▶ _QUOTED PASSAGE_:

[Start of Attachment]

The centre will look at ways to combat biological warfare, naturally occurring diseases and the theft or misuse of sensitive research on micro-organisms along with the dangers posed by synthetic biology, in which a living virus or bacteria can be created from scratch. Much of the facility's work will concentrate on 22 germs and poisons, which are considered by the Australian government to be "agents of concern", including anthrax, plague, smallpox and botulinum toxin.

Christian Enemark, the co-director of the new biosecurity project, says researchers will be on the front line of efforts to counter biological terrorism. "It's quite an eerie feeling … Most of the concerns surrounding weapons of mass destruction have been very much nuclear weapons-orientated, but more and more we're seeing the idea of biology losing its innocence." In 2001, the deadly anthrax bacteria was sent through the US postal service in contaminated envelopes. Five people were killed and the Federal Bureau of Investigation said it was convinced the attack was carried out by a US army microbiologist, who committed suicide this summer before he could be charged.

Australia's new biosecurity centre is a joint venture between the Australian National University in Canberra and the University of Sydney. It will employ 50 academics, who will provide "independent and fearless advice" to politicians. The Australian government has stated that the risk of a "weaponised pathogen" such as anthrax being used on home soil was low, but Peter Curson, a professor of population and security at the University of Sydney, insists there is no room for complacency.

"I've always been interested in the potential of people being used as vectors of disease," he said. "It's not a great extension of reality to suggest that could actually be used in a concentrated, deliberate way." Prof Curson points to evidence from the Amazon region of South America, where claims have been made that groups representing unscrupulous forestry or farming companies have bribed people with respiratory infections to mix with native tribes in an attempt to spread disease and weaken the natives' resolve against encroachment by developers.

Australia has suffered serious outbreaks of infectious diseases in the past. In 1925, 600,000 cases were reported of dengue fever, which is caused by a virus carried by mosquitoes. "You could easily see an event like that paralysing the economic and social structure of a country like Australia," Prof Curson said. Australia has never suffered a terrorist attack, biological or otherwise. But the bombings on the Indonesian island of Bali in 2002, which killed 202 people, including 88 Australians, brought this isolated continent to the front line of international terrorism, and its people were gripped by a sense of fear and vulnerability.

Clive Williams, a former officer in the Australian Intelligence Corps, said he believed those feelings of anxiety had faded since last November's federal elections. "I think the public perception is that the [former] Howard government tended to exaggerate the threat of terrorism in Australia and also had been much more vocal in its support of the United States and had been involved in the coalition in Iraq.

"One of the things the new Rudd government did was to announce a withdrawal of its combat elements from Iraq. People relaxed a bit after that, because their perception was that we wouldn't be a likely target for extremists here." Mr Williams said such complacency was misplaced. "The threat of terrorism is more likely to come from disaffected internal elements than it is from somebody coming in from outside these days. One of the problem areas is the fixated individual, who might not be an Islamist or be politically motivated. Those people acting alone are very difficult to pick up."

Biosecurity specialists say embittered scientists could pose a threat, along with radical groups, and that Australia must remain vigilant. "It is still very difficult to assess the likelihood of a biological attack," Mr Enemark said. "But it's important to bear in mind that such an attack would be invisible and insidious, and there are some who would argue that a terrorist attack has much more impact if it is physical and extremely visible."

[End of Attachment]

▶ _INSTRUCTIONS_:
**1)** Decide whether each statement agrees with the biosecurity article. For each, answer yes or no and quote the words of the article that decide it.
(a) The new biosecurity centre will employ 50 academics.
(b) The 2002 Bali bombings killed 88 people in total.
(c) The centre is a joint venture between the Australian National University and the University of Melbourne.
**2)** Return a passage of the biosecurity article word for word. Begin at the words "The centre will" and stop after "and botulinum toxin.".

▶ _SUPPLIED RECORDS_:
[Start of Attachment]

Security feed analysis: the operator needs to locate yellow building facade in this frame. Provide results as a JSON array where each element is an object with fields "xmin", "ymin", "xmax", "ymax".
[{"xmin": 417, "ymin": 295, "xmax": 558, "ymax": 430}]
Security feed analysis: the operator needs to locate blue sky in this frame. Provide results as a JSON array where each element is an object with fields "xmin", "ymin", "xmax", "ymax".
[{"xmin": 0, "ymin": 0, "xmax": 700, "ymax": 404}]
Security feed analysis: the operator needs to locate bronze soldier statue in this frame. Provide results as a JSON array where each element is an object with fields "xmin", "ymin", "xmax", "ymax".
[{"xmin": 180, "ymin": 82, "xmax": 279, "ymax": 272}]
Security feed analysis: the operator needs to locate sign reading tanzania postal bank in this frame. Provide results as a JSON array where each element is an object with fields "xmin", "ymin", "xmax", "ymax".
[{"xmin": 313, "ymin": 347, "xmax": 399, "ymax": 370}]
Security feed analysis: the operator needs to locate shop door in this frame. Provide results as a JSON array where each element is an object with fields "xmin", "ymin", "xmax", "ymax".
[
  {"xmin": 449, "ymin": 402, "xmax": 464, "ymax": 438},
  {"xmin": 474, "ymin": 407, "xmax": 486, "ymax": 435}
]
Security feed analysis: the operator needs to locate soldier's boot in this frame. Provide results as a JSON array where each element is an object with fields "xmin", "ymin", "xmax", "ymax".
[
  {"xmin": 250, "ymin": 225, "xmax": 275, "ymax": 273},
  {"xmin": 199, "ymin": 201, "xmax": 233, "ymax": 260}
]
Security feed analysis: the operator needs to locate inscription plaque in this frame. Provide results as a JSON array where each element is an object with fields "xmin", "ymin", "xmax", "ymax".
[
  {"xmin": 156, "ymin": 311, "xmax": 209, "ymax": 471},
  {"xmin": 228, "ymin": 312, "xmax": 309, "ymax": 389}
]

[End of Attachment]

▶ _PER-TASK ANSWERS_:
**1)**
(a) Yes: "It will employ 50 academics"
(b) No: "killed 202 people, including 88 Australians"
(c) No: "a joint venture between the Australian National University in Canberra and the University of Sydney"

**2)**
The centre will look at ways to combat biological warfare, naturally occurring diseases and the theft or misuse of sensitive research on micro-organisms along with the dangers posed by synthetic biology, in which a living virus or bacteria can be created from scratch. Much of the facility's work will concentrate on 22 germs and poisons, which are considered by the Australian government to be "agents of concern", including anthrax, plague, smallpox and botulinum toxin.